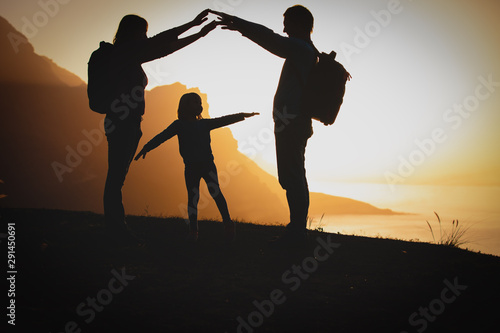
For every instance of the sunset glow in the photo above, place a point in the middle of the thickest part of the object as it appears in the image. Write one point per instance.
(421, 109)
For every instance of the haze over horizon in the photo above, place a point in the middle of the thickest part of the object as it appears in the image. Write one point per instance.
(419, 110)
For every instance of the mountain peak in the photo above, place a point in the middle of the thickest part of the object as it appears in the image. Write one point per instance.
(21, 65)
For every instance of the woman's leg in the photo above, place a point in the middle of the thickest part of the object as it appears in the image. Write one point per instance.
(122, 145)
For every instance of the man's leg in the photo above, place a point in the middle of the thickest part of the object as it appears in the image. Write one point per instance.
(290, 153)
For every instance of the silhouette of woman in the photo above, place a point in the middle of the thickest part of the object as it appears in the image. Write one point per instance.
(193, 134)
(131, 48)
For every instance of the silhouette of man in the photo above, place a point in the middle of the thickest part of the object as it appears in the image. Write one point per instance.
(292, 128)
(130, 49)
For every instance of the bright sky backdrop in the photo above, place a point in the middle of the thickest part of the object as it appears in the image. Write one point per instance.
(419, 109)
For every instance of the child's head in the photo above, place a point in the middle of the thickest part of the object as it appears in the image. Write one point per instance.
(190, 107)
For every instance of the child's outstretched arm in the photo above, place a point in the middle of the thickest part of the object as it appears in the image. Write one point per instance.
(230, 119)
(168, 133)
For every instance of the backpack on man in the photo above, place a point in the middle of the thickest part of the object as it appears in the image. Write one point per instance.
(325, 88)
(100, 87)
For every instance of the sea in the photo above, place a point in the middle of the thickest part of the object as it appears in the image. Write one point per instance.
(475, 210)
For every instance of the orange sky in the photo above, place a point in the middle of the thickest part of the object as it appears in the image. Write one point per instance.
(413, 71)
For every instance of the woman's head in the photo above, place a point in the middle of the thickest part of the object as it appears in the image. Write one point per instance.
(190, 107)
(298, 20)
(131, 27)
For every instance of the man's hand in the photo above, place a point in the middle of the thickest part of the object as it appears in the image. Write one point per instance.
(226, 20)
(201, 18)
(209, 27)
(142, 153)
(248, 115)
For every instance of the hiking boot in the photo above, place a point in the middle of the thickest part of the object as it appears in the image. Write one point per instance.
(229, 231)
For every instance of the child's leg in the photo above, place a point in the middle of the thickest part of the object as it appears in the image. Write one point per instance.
(192, 177)
(212, 180)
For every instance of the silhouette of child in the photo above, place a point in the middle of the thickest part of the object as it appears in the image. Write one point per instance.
(193, 133)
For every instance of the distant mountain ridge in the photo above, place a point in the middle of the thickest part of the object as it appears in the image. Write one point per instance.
(54, 150)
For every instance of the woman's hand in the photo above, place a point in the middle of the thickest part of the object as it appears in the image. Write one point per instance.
(248, 115)
(142, 153)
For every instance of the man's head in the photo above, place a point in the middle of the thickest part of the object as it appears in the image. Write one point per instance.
(298, 21)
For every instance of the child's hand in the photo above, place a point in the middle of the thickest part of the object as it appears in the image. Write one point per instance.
(226, 20)
(209, 27)
(142, 153)
(248, 115)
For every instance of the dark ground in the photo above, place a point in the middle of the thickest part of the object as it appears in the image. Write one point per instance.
(69, 280)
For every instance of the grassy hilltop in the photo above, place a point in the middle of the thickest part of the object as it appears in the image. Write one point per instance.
(70, 280)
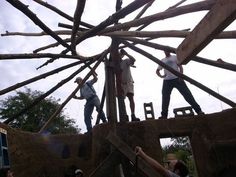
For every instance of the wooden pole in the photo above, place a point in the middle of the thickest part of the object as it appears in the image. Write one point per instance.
(197, 84)
(73, 93)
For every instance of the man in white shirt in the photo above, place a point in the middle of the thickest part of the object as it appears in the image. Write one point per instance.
(127, 82)
(172, 81)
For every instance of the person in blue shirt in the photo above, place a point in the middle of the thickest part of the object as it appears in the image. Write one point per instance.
(172, 81)
(88, 92)
(179, 168)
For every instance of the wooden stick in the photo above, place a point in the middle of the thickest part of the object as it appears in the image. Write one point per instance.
(112, 19)
(225, 65)
(53, 8)
(40, 98)
(42, 76)
(73, 93)
(170, 33)
(33, 56)
(197, 84)
(200, 6)
(24, 9)
(76, 22)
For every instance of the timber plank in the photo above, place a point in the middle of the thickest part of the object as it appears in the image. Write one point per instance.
(216, 20)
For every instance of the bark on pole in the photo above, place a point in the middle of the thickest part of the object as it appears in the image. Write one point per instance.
(72, 94)
(197, 84)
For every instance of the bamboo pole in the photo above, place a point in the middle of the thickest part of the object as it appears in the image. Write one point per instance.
(24, 9)
(40, 98)
(39, 77)
(222, 65)
(54, 9)
(112, 19)
(50, 46)
(192, 81)
(73, 93)
(76, 22)
(43, 33)
(37, 56)
(195, 7)
(167, 33)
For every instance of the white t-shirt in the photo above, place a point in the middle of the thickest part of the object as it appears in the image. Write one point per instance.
(171, 174)
(172, 62)
(126, 73)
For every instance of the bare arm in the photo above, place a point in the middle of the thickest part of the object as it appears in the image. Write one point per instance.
(78, 97)
(159, 73)
(181, 70)
(132, 59)
(156, 165)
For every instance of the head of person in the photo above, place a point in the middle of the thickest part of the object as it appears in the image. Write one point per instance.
(167, 53)
(181, 169)
(79, 173)
(122, 53)
(78, 80)
(5, 172)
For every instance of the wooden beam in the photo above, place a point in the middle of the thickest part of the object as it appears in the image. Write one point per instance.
(107, 167)
(217, 19)
(129, 153)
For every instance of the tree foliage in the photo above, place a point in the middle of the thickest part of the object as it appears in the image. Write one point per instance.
(37, 116)
(181, 147)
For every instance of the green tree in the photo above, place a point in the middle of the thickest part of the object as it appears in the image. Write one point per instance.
(36, 117)
(180, 146)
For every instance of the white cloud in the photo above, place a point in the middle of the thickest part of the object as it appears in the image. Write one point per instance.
(147, 85)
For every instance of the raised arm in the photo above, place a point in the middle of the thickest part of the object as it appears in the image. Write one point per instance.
(132, 59)
(159, 73)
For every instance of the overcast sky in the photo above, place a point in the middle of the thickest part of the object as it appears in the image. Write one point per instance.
(147, 85)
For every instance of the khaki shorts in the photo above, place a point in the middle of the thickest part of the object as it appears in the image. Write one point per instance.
(127, 88)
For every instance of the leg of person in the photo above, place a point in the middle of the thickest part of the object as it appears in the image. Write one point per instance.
(166, 91)
(101, 114)
(129, 92)
(88, 110)
(132, 106)
(184, 90)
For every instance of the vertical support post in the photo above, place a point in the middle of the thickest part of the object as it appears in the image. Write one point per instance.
(110, 91)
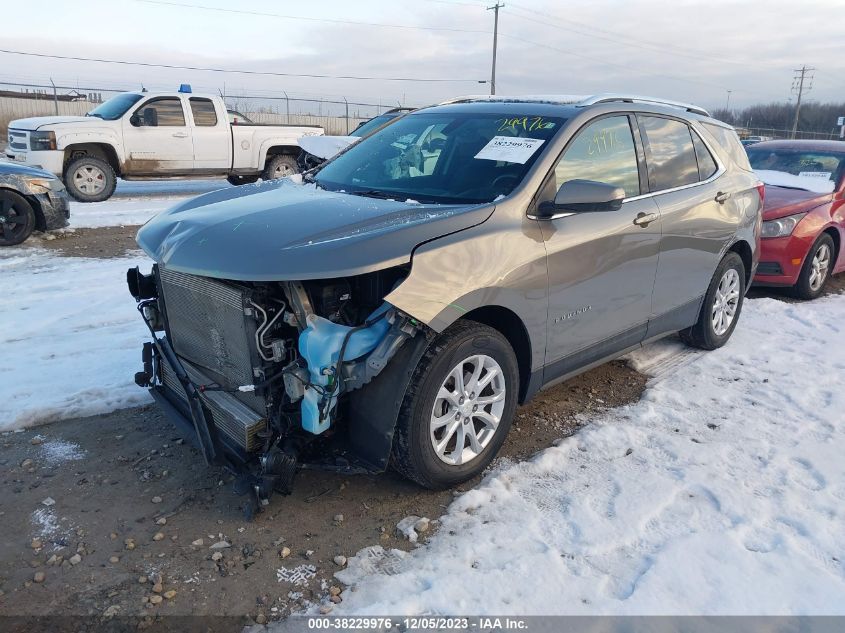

### [YOUR TASK]
Collect every line of the records above that contains the string "khaki". Case counts.

### [OUTPUT OF THE TASK]
For every instance of the khaki shorts in the photo above, place a point in the middle of the thickest part of the object as it appears in the image. Write one point per instance.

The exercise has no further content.